LISTING:
============

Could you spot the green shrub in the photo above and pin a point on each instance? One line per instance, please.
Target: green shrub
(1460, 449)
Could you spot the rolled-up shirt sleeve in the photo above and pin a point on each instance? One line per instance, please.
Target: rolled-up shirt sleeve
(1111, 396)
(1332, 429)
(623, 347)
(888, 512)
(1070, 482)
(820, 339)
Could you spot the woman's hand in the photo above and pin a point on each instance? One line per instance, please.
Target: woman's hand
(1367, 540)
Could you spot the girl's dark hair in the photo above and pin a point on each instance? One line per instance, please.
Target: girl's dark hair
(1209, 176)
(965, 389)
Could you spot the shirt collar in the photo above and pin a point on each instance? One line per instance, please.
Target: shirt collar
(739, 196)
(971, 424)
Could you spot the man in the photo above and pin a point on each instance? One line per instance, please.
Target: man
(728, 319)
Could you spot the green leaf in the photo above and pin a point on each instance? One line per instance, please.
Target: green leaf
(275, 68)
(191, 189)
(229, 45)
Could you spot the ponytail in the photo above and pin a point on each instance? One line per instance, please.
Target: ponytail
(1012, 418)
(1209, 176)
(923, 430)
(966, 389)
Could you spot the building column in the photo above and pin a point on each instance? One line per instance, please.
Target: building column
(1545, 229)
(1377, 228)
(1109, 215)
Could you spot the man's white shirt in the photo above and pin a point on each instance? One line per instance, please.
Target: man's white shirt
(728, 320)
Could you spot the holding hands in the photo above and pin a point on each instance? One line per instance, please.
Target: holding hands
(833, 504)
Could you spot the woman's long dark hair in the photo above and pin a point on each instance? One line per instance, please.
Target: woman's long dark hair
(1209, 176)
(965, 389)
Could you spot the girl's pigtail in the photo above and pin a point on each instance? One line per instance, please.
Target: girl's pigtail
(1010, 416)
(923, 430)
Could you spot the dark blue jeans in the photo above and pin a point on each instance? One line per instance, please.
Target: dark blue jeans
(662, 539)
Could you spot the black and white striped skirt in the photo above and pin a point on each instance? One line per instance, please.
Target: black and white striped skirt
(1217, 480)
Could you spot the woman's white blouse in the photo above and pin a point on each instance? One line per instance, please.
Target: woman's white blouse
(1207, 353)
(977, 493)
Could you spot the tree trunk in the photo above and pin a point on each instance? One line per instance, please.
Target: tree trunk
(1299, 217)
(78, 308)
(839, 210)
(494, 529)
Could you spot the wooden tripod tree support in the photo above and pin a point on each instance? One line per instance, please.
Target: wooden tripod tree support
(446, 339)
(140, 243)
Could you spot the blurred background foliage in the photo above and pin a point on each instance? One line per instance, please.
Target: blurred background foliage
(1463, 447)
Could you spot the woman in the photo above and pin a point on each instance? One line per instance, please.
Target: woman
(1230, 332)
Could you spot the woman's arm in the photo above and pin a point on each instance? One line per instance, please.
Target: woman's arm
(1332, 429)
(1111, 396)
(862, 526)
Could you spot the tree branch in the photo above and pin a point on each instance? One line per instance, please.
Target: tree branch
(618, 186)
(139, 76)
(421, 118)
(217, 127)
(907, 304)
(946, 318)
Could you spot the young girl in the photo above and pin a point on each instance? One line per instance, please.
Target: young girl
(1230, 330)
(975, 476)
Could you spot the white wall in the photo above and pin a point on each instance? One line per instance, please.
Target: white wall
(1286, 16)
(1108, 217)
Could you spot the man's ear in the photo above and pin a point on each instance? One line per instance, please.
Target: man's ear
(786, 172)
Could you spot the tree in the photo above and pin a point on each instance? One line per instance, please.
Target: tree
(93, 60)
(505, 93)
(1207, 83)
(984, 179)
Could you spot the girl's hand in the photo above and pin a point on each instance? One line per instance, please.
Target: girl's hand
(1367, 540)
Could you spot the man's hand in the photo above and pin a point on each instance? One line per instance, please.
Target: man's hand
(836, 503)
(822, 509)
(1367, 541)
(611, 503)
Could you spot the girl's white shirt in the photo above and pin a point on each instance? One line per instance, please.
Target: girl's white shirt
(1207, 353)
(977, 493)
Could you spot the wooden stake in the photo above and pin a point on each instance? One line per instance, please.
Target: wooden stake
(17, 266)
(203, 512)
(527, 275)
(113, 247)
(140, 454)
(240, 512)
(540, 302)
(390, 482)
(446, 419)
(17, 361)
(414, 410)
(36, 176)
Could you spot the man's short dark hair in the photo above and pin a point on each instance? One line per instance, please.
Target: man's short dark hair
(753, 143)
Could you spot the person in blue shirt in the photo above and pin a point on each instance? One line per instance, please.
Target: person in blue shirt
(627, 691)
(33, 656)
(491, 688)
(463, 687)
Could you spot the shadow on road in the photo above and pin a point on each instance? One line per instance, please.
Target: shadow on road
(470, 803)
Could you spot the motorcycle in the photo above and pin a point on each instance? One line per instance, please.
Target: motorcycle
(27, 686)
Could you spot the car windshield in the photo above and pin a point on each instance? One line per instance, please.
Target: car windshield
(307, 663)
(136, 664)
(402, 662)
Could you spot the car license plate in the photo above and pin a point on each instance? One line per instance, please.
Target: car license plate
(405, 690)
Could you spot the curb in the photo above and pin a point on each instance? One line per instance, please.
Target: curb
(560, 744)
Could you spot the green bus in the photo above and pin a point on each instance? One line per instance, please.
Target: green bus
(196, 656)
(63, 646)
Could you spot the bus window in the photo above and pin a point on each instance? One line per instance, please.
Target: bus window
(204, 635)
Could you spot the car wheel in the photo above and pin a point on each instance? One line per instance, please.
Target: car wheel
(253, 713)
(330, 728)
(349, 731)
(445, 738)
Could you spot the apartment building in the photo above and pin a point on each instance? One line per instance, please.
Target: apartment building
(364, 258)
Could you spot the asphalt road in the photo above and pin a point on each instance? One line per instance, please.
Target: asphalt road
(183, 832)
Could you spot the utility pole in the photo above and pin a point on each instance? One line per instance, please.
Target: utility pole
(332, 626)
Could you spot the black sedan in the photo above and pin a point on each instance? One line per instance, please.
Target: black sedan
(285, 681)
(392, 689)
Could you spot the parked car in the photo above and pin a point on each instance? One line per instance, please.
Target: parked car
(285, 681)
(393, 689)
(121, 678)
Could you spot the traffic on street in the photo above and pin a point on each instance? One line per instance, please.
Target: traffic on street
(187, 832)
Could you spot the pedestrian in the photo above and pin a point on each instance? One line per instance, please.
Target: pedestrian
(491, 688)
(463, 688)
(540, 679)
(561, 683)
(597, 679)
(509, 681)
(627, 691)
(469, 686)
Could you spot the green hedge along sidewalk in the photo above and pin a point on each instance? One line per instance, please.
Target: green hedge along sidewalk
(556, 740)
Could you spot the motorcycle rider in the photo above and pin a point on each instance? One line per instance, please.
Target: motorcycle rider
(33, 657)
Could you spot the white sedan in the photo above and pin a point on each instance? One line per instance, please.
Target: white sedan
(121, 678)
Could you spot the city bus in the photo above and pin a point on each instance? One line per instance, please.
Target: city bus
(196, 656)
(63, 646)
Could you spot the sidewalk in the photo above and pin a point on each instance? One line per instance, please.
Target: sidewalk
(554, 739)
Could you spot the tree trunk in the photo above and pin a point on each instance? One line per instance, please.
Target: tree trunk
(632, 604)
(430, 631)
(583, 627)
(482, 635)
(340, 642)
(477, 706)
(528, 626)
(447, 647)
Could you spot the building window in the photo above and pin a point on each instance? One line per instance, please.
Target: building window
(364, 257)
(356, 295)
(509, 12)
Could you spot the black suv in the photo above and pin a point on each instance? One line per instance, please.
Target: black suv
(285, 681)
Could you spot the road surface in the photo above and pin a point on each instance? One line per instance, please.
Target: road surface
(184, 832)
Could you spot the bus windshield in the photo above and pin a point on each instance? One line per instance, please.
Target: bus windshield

============

WHAT IS ASKED: Quote exactly the line containing "Could you spot the building window" and every later line through the end of the listing, and no other lines.

ANSWER IN FULL:
Could you spot the building window in the photo above and pin a point on each instance? One line per instance, please.
Target: building window
(364, 257)
(356, 295)
(509, 12)
Could you spot the black suv in the photo above and pin a point on each instance? One line per instance, please.
Target: black suv
(285, 681)
Could you spot the road surface in the photo above and pin a point on each instance? One line per instance, please.
Target: road surface
(184, 832)
Could you spot the bus windshield in the photo above and pin a point on each instance? One line per instance, please.
Target: bus windshield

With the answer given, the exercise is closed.